*Work order*
Reproduce word for word everything in the excerpt on the fraudulent conveyance charges from "In count 2 of" down to "a fraudulent conveyance of land.".

*Provided passage*
In count 2 of the indictment defendant was charged with the offense of fraudulent conveyance of land (Ill. Rev. Stat. 1975, ch. 30, par. 201). Count 2 involved the same purported transactions with the Honquests and Pirc as to the property at 205 Forest Avenue charged as a theft in counts 1 and 3 but proceeded under the offense of fraudulent conveyance of land (Ill. Rev. Stat. 1975, ch. 30, par. 201). Similarly, count 6 involved the same transaction charged as theft in count 7 of the indictment, but charged as a fraudulent conveyance of land.

The defendant is not urging under this theory that he is entitled to an outright reversal of the convictions of the offense of fraudulent conveyance of land under counts 2 and 6 of the indictment. He argues, rather, that the theft charges (counts 1, 3, 7) and the fraudulent conveyance charges (counts 2, 6) were carved out of the same act and that the duplicitous convictions and resulting sentences cannot stand, citing People v. King (1977), 66 Ill.2d 551.

In view of our holding that the defendant was not proved guilty beyond a reasonable doubt of the theft charges in counts 1 and 3 involving the Pirc-Honquest transaction, and in count 7 involving the Murray transaction, the argument is moot.

• 3 We conclude, however, that the defendant was properly convicted of the two offenses charging fraudulent conveyance of land. The statute provides in effect that the person after once selling any tract or executing any agreement for the sale of any lands "who shall again knowingly and fraudulently sell * * * or * * * execute any * * * agreement to sell" to any other person for a valuable consideration is guilty of the felony. (Ill. Rev. Stat. 1975, ch. 30, par. 201.) The proof shows beyond a reasonable doubt that defendant took Honquests' money and promised to construct a home for them on a given parcel of real estate and to convey ownership of the house and lot to them upon completion and that he then sold the same lot to John Pirc (count 2); and that defendant similarly promised to construct a home for the Murrays and instead knowingly and fraudulently executed an agreement for the sale of the same parcel to the Roraffs (count 6).

*Dataset*
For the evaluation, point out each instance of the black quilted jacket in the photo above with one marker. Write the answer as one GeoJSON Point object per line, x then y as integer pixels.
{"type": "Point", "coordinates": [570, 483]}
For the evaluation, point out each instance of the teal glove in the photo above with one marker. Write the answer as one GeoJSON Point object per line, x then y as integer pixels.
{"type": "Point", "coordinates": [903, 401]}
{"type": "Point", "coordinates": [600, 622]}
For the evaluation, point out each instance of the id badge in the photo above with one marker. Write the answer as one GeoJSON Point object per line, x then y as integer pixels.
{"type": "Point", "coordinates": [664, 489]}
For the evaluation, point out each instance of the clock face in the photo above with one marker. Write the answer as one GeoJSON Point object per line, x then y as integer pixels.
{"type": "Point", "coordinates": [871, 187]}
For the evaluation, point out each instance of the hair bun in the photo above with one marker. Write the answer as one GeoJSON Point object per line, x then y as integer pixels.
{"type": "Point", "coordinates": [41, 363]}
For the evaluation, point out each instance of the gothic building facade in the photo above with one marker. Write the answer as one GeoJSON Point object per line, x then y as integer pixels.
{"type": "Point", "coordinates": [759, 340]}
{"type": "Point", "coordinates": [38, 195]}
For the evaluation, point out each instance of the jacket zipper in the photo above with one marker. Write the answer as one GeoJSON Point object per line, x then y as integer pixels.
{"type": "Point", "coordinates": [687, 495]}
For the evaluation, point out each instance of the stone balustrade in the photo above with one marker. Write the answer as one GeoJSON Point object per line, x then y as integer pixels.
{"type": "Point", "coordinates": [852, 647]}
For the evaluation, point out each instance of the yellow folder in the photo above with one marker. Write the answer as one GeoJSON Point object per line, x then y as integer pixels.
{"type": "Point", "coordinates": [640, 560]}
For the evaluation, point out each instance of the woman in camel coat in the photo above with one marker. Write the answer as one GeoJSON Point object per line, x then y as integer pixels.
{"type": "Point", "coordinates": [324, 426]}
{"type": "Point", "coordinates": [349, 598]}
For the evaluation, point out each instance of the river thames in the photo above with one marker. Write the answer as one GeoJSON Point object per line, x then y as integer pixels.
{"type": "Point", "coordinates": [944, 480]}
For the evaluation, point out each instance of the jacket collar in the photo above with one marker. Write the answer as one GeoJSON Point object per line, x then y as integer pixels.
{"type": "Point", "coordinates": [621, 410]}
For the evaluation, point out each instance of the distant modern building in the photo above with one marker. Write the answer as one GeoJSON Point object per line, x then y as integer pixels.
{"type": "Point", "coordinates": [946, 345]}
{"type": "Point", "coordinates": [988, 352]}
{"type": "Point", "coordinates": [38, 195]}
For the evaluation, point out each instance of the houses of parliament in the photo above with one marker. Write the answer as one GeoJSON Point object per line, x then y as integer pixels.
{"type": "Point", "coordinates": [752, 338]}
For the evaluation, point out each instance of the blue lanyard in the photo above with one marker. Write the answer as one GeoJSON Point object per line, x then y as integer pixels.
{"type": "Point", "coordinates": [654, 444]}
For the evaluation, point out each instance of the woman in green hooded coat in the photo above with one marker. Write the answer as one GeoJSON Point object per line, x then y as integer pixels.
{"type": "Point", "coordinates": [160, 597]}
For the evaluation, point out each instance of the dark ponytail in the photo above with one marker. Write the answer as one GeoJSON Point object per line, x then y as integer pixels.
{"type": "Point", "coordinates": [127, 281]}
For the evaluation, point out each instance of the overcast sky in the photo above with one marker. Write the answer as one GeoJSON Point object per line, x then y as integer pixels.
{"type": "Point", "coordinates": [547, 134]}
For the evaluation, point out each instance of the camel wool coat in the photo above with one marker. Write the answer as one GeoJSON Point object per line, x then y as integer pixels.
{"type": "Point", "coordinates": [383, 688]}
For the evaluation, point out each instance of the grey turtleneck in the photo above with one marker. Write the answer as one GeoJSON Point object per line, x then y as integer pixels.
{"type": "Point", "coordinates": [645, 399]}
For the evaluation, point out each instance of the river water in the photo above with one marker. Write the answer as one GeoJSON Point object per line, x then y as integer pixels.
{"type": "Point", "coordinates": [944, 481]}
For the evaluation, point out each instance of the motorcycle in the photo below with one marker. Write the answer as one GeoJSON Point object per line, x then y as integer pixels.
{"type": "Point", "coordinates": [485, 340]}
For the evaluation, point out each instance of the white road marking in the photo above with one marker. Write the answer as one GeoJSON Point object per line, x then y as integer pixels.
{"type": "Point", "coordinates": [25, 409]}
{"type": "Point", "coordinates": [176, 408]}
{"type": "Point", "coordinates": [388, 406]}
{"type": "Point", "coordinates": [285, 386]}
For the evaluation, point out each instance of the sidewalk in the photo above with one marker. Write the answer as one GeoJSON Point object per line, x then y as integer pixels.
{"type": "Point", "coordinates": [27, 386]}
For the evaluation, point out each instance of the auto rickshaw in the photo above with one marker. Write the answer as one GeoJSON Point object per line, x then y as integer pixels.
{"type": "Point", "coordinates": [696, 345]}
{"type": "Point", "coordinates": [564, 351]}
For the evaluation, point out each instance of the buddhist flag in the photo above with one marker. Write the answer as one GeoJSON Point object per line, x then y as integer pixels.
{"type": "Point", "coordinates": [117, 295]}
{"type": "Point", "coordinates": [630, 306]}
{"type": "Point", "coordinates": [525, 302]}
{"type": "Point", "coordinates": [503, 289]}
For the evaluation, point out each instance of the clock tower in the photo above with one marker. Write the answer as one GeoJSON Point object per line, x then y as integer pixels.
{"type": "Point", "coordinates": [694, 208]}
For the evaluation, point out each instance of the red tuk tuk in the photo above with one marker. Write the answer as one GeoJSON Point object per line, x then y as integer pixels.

*Your response*
In count 2 of the indictment defendant was charged with the offense of fraudulent conveyance of land (Ill. Rev. Stat. 1975, ch. 30, par. 201). Count 2 involved the same purported transactions with the Honquests and Pirc as to the property at 205 Forest Avenue charged as a theft in counts 1 and 3 but proceeded under the offense of fraudulent conveyance of land (Ill. Rev. Stat. 1975, ch. 30, par. 201). Similarly, count 6 involved the same transaction charged as theft in count 7 of the indictment, but charged as a fraudulent conveyance of land.